## start Records for the exercise

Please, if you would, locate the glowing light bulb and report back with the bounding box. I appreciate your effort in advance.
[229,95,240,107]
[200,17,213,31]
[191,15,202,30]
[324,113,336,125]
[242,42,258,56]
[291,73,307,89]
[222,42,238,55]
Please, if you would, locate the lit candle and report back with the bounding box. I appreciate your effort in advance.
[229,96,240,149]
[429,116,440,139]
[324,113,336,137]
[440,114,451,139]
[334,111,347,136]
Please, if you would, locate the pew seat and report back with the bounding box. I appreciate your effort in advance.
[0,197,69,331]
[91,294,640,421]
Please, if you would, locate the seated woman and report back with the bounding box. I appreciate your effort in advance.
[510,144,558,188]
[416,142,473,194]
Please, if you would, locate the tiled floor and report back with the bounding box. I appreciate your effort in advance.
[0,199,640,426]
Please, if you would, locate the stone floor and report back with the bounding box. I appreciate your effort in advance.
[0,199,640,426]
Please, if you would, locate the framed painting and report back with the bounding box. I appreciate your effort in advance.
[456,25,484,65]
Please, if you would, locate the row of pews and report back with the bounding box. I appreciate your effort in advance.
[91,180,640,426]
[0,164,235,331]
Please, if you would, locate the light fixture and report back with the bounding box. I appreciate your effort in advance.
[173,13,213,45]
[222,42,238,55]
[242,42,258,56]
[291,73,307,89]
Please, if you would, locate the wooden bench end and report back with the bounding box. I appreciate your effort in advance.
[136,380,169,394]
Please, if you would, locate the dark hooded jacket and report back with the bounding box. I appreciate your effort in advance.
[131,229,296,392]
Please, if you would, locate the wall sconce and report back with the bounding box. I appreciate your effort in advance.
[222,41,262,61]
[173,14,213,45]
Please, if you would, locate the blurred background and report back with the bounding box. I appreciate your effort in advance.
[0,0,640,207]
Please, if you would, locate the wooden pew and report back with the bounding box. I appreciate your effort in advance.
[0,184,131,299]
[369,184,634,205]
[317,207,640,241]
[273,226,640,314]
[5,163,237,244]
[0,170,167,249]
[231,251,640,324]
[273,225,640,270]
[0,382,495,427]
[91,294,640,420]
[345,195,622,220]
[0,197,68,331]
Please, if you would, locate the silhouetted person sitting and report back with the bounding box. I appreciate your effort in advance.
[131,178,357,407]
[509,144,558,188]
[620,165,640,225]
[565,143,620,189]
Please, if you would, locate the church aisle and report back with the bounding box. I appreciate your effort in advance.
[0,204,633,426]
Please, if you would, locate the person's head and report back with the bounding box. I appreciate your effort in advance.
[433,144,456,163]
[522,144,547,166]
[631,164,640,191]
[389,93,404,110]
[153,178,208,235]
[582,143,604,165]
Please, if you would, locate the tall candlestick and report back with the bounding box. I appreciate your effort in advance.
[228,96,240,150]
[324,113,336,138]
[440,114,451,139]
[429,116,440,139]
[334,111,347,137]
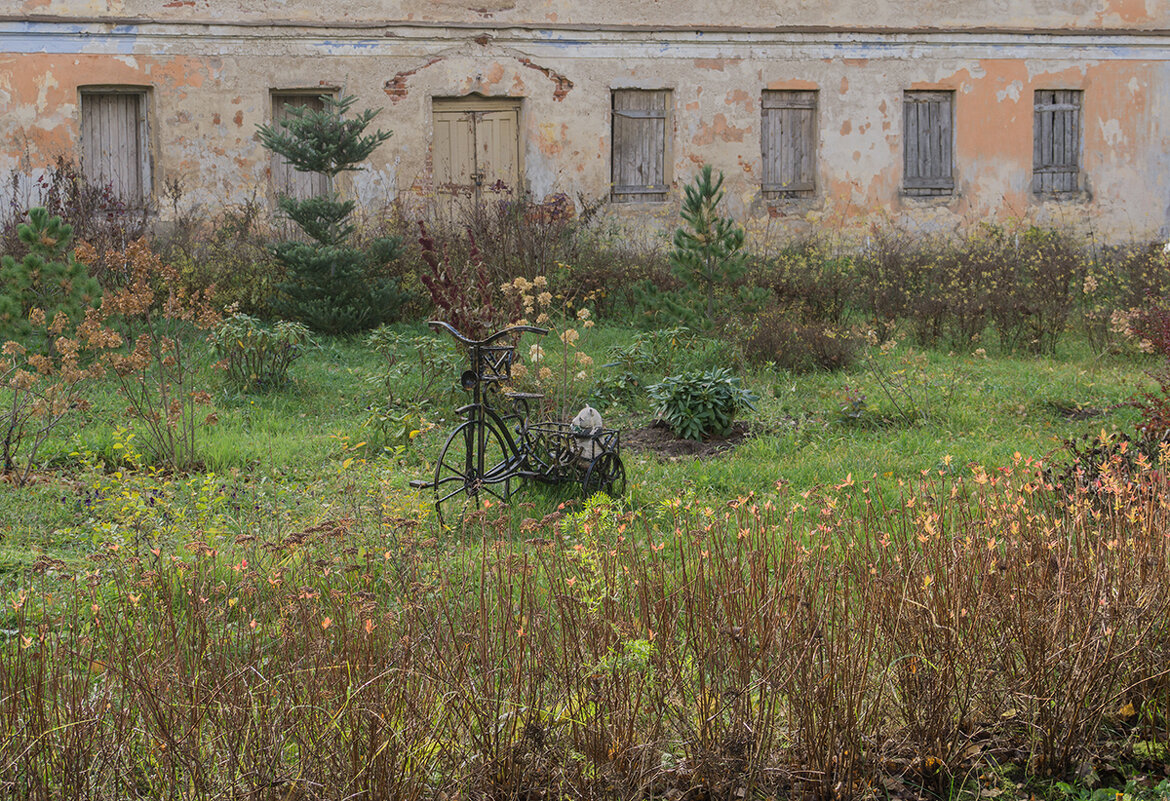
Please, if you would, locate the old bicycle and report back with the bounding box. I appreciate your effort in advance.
[411,320,626,523]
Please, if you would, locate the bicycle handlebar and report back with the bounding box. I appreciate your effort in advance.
[427,320,549,347]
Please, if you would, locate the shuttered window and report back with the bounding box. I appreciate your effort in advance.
[1032,89,1082,194]
[902,91,955,195]
[612,89,670,202]
[761,91,817,198]
[81,90,150,209]
[273,90,331,200]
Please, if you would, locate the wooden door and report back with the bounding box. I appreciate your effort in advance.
[81,91,150,208]
[432,98,522,201]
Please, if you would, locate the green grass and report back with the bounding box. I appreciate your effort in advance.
[0,325,1149,572]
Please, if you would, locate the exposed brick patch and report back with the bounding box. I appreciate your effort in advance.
[383,56,442,103]
[516,56,573,102]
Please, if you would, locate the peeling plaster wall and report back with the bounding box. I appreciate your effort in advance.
[0,11,1170,239]
[15,0,1170,28]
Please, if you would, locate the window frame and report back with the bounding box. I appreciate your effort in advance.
[1032,89,1085,198]
[902,89,956,198]
[759,89,820,200]
[77,84,154,212]
[610,87,674,203]
[268,87,338,207]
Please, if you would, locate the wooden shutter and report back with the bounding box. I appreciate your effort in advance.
[761,91,817,198]
[1032,89,1082,194]
[273,92,331,200]
[902,91,955,195]
[612,89,670,202]
[81,92,149,208]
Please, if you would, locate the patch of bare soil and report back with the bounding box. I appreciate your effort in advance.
[621,420,751,458]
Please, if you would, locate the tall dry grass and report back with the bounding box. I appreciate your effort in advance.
[0,453,1170,799]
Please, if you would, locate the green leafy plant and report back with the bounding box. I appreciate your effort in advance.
[0,208,102,347]
[647,367,756,440]
[208,313,311,392]
[670,164,745,320]
[259,96,405,333]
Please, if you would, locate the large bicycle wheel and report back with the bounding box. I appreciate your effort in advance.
[581,451,626,498]
[434,421,516,525]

## end Records for the exercise

* Exercise prompt *
Copy out all of the data above word for word, with every coordinate unchanged, and leave the pictures out of your copy.

* Correct result *
Please, if you would, locate the glowing light bulb and report back with the bounding box. I appreciate your effort in advance.
[229,95,240,107]
[200,17,213,31]
[191,15,202,30]
[324,113,336,125]
[242,42,258,56]
[291,73,307,89]
[222,42,238,55]
Please, if you would, locate the lit candle and report back with the bounding box. I appreciate your effort in advance.
[229,96,240,149]
[429,116,440,139]
[324,113,336,137]
[440,114,451,139]
[334,111,347,136]
Please, if you would, locate the pew seat and report back with the bounding box. I appreciate your effort in advance.
[0,197,69,331]
[91,294,640,421]
Please, if you would, locate the seated woman and report back with the bounding box. I appreciate your effort in advance.
[510,144,558,188]
[416,142,473,194]
Please, if you would, locate the tiled floor and report back with the bounding box. I appreciate your effort in advance.
[0,199,640,426]
Please, if you would, locate the stone floor and report back with the bounding box. I appreciate your effort in advance.
[0,199,640,426]
Please, if you would, locate the framed painting and report back with the bounding box. I appreciate your effort in advance.
[456,25,484,65]
Please, if you would, locate the row of pews and report back with the bounding box. I appreciate your effort in advance.
[91,180,640,426]
[0,164,235,331]
Please, if you would, locate the light fixture and report back with the bounding box. I appreciate your effort in advance.
[173,13,213,45]
[222,42,238,55]
[242,42,258,56]
[291,73,307,89]
Please, if you would, locate the wooden bench end and report back with the bounding box. I appreciate your effort in advance.
[136,380,169,394]
Please, if you would, locate the dark hooded jacket and report back with the bounding box. I appreciate your effort in advance.
[131,229,296,392]
Please, if you would, locate the wall sconce and report back with the bounding box. I appreciate your effort in advance.
[222,41,262,61]
[173,14,213,45]
Please, if you would, locate the blurred background and report back with the bounding box. I appreciate your effort in advance.
[0,0,640,207]
Please, if you would, locate the wooden pew and report back with the bounding box. I appreciate your effort in advance.
[0,184,131,299]
[369,184,634,205]
[317,207,640,241]
[273,226,640,314]
[5,163,237,244]
[0,170,167,249]
[231,251,640,324]
[273,225,640,270]
[0,382,495,427]
[91,294,640,420]
[345,195,622,220]
[0,197,68,331]
Please, if you would, locate the silhouetted person sitting and report back with the bounding box. I appreciate your effort in advance.
[131,178,357,407]
[509,144,558,188]
[620,165,640,225]
[565,143,620,189]
Please, if you would, locate the church aisle and report back with the bounding box. I appreciate your effort in advance.
[0,204,633,426]
Please, if you would, locate the person's head and report back with the bounding box. I appreciate your effort in advance.
[433,144,456,163]
[522,144,547,166]
[631,164,640,191]
[389,93,404,110]
[153,178,208,235]
[582,143,604,165]
Please, if you would, locate the tall candlestick and report back with the bounding box. I appreciate your effort in advance.
[228,96,240,150]
[324,113,336,138]
[440,114,451,139]
[429,116,440,139]
[334,111,347,137]
Please, if you would, locate the old bicycle and report back with the bounding box. I appreciate your effort in advance.
[411,320,626,523]
Please, if you would, locate the bicycle handlebar and report back with the bounding box. I appreciate your effort in advance.
[427,320,549,347]
Please, if you would, locate the shuttered window and report back with the bounding box. I appreciate your effort in advance.
[1032,89,1082,194]
[902,91,955,195]
[612,89,670,202]
[761,91,817,198]
[81,90,150,209]
[273,90,331,200]
Please, if you would, locate the wooden door and report back with the bounding box. I appreciate your effort in advance.
[81,91,150,208]
[432,98,522,201]
Please, if you would, locate the green grass and report back with the bounding box. I appreciate your effort in advance.
[0,325,1149,572]
Please, if you would, locate the exposed brick patch and report back with the bounding box. I appreciate your effort in advance.
[383,56,442,103]
[516,56,573,102]
Please, if you would, locate the peeling plaster wall and report back with the bounding box. I appreciate your effort in advance.
[0,11,1170,239]
[15,0,1170,28]
Please, if you would, locate the window frame and report back with the bounding box. I appreciate your effort in advance.
[1032,89,1085,198]
[902,89,956,198]
[759,89,820,200]
[77,84,154,212]
[610,87,674,203]
[268,87,338,207]
Please, if you would, locate the wooden shutter and report back with the bounding box. I appreciate your effort in advance.
[761,91,817,198]
[1032,89,1082,194]
[273,92,331,200]
[902,91,955,195]
[612,89,670,202]
[81,92,149,208]
Please, if you would, locate the patch of bare soil and report back with the bounding box. I appreciate your effort in advance.
[621,420,751,458]
Please, if you would, locate the tall dry grass and report back with the bounding box. I appreciate your effort in advance.
[0,453,1170,799]
Please, if you would, locate the green leafy plant and report back with the bounding box. I appreciate your effort in advance.
[0,208,102,347]
[647,367,756,440]
[208,313,311,392]
[670,164,745,320]
[259,96,405,333]
Please, if you would, locate the large bicycle wheel and report back with the bounding box. I appreciate your effort in advance.
[581,451,626,498]
[434,421,516,525]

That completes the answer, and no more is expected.